[Start]

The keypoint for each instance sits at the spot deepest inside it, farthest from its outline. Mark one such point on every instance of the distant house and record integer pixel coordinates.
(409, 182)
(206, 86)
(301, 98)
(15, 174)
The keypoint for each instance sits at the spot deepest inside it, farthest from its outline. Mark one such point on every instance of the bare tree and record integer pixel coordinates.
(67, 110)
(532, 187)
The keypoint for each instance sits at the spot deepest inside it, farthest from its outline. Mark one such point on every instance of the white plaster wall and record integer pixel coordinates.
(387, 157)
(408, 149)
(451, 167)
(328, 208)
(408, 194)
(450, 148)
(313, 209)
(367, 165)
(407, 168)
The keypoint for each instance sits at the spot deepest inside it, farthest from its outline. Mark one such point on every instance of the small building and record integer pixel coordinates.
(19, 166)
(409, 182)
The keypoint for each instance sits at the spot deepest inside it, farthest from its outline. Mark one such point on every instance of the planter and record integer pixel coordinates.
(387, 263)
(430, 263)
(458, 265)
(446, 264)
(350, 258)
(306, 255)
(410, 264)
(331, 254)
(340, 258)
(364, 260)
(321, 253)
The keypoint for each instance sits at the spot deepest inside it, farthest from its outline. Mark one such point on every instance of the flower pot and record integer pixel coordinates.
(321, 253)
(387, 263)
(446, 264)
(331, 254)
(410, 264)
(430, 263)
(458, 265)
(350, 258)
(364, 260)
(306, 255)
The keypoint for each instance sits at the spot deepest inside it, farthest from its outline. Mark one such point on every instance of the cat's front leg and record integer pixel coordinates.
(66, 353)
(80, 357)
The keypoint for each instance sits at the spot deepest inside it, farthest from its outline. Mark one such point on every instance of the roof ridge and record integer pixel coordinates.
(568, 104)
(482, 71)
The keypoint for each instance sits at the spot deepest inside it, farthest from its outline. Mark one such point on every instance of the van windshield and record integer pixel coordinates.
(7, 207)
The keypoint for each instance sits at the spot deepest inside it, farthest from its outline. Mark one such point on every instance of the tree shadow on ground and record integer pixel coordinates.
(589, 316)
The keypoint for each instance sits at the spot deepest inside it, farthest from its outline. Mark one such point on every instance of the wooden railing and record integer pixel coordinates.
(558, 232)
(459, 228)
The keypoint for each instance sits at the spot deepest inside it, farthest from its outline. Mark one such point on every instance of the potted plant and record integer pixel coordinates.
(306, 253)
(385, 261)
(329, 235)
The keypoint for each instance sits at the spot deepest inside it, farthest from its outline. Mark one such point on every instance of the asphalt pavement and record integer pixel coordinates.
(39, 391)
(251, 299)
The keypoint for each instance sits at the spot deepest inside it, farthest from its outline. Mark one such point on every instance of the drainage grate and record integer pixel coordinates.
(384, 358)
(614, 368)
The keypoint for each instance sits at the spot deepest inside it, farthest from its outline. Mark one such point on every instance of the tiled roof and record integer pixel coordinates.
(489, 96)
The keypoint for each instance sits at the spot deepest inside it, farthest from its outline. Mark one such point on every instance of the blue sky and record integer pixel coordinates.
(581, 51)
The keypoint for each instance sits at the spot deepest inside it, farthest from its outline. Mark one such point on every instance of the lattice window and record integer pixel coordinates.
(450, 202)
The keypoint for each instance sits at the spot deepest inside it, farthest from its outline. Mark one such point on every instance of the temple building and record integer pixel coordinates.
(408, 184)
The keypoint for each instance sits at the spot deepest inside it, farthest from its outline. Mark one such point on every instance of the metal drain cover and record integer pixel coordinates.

[End]

### STATED EXERCISE
Only the lines from the one containing "ground and record integer pixel coordinates." through the end of the entries above belong in the answer; repeat them exactly.

### THE RESULT
The keypoint for each instance sits at the spot deepest inside it, farthest from its outline. Mark one such point on every instance of the tree shadow on ground and record integer pixel coordinates.
(589, 316)
The keypoint for each instance sits at the spot deepest inside it, farthest from its outline. Mark one such point on every instance of the wooden railing and record integer pixel coordinates.
(558, 232)
(459, 228)
The keypoint for each instance sits at the spot deepest inside it, farthest from its outline. Mark one such point on every instance of the potted plant and record integer pixel coordinates.
(306, 253)
(385, 261)
(329, 235)
The keypoint for each instance sits at the spot deepest inside it, farthest from its outline. Mark one such point on every instance of the asphalt pavement and record integer pixel coordinates.
(39, 391)
(251, 299)
The keypoint for each instance sits at the spot deepest inside it, farthest from its outline. Mark one such point on every instance of the drainage grate and record integer pixel coordinates.
(384, 358)
(614, 368)
The keypoint for each instance sits at the spot deepest inside it, farthest from its outline. Mark one such point on every instance of the tiled roof and record integer pixel coordinates.
(489, 96)
The keypoint for each instance sits at the spot deepest inside it, farthest from its outline. Mark one such point on every instance of the blue sky and record integer pixel coordinates.
(581, 51)
The keypoint for each instance sits at the spot deepest inside it, farthest from its outline. Mark one such point on every instance of the lattice window and record integer pixel coordinates.
(450, 202)
The keypoint for each instance sits at the spot deepest inside it, farthest from its outline. Mark one such point on every instance of the temple building and record integer pixel coordinates.
(408, 184)
The keypoint for each instance sits at the spot deepest inside it, farthest from its outline. Mark one such point on every instance of the metal drain cover and record integer pixel coordinates.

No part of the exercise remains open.